:: PASSAGE ::

════

I never got the hit-and-run plate in Honolulu. Did I ruin my case?
In California, people often focus first on the other driver's liability claim. Hawaii is different because it is a no-fault state: your own Personal Injury Protection (PIP) is usually the first source of payment, even when the driver who hit you disappears.
So, no - failing to get the plate does not automatically ruin your case.
Before you know that, it can feel like everything depends on identifying the driver. After you know it, the case changes direction. In Honolulu, the immediate question becomes: do you have PIP, and did you buy UM/UIM coverage on your own policy?
Every Hawaii auto policy must carry at least $10,000 in PIP. That can pay medical bills and certain losses regardless of fault. If the hit-and-run driver is never found, your next possible layer is uninsured motorist (UM) coverage under your own policy. If the driver is found but only carries Hawaii's minimum liability limits - $20,000 per person, $40,000 per accident, $10,000 property damage - then underinsured motorist (UIM) coverage may matter if your damages exceed those limits.
What changes now:
- Get the Honolulu Police Department report number immediately if you do not already have it.

════

:: WHAT TO DO ::
[1] Reproduce the part of the Honolulu hit-and-run text that opens with the words containing "In California, people" and closes with "your own policy?".
[2] Carry the Honolulu hit-and-run text forward from its last line.
The material has nothing to do with the Honolulu hit-and-run text.

:: DATASET RECORDS ::
════

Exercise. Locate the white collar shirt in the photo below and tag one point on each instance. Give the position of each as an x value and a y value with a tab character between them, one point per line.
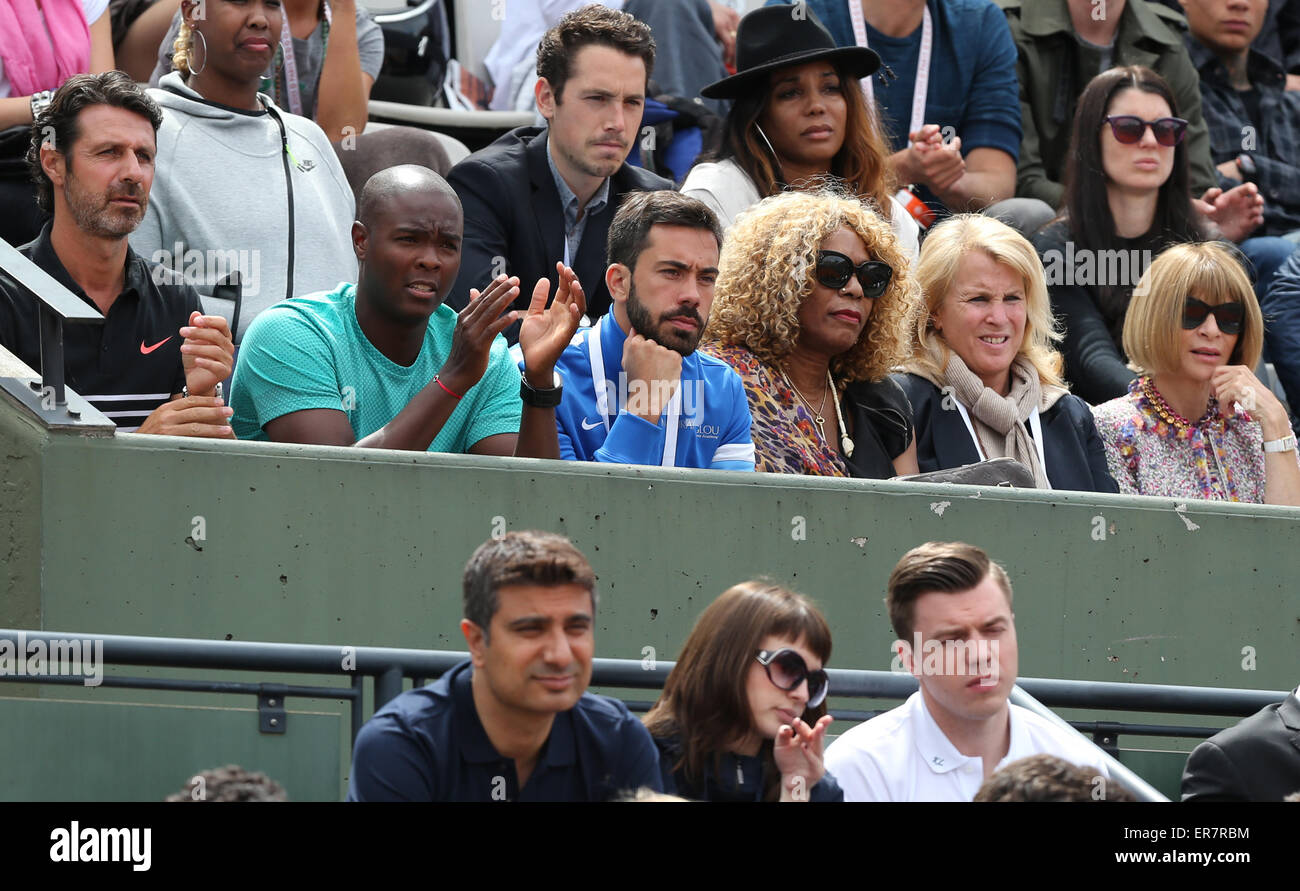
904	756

════

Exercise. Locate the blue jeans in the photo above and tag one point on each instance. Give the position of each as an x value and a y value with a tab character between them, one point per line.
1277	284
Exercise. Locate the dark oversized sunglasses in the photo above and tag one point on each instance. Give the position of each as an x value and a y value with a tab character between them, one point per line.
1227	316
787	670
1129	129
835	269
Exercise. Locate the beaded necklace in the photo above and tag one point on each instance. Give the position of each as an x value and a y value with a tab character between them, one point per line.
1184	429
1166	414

════

:: ANSWERS FOR THE EXERCISE ::
[1]
In California, people often focus first on the other driver's liability claim. Hawaii is different because it is a no-fault state: your own Personal Injury Protection (PIP) is usually the first source of payment, even when the driver who hit you disappears.
So, no - failing to get the plate does not automatically ruin your case.
Before you know that, it can feel like everything depends on identifying the driver. After you know it, the case changes direction. In Honolulu, the immediate question becomes: do you have PIP, and did you buy UM/UIM coverage on your own policy?

[2]
- Notify your insurer that this is a hit-and-run UM claim, not just a PIP claim.
- Preserve photos, damage estimates, witness names, 911 logs, and treatment records from places like The Queen's Medical Center or Straub.
- Do not let an end-of-year renewal or adjuster pressure push you into a quick release before the insurer confirms whether UM/UIM applies.
If you want to sue the driver or preserve a civil claim, Hawaii's general personal-injury deadline is usually 2 years from the crash under HRS § 657-7. But your policy notice requirements for UM hit-and-run claims can be much sooner, so the practical deadline is often your insurance contract, not the court deadline.
Nothing on this page should be taken as legal advice — it's general information that may not apply to your specific case. If you've been hurt, a lawyer can tell you where you actually stand.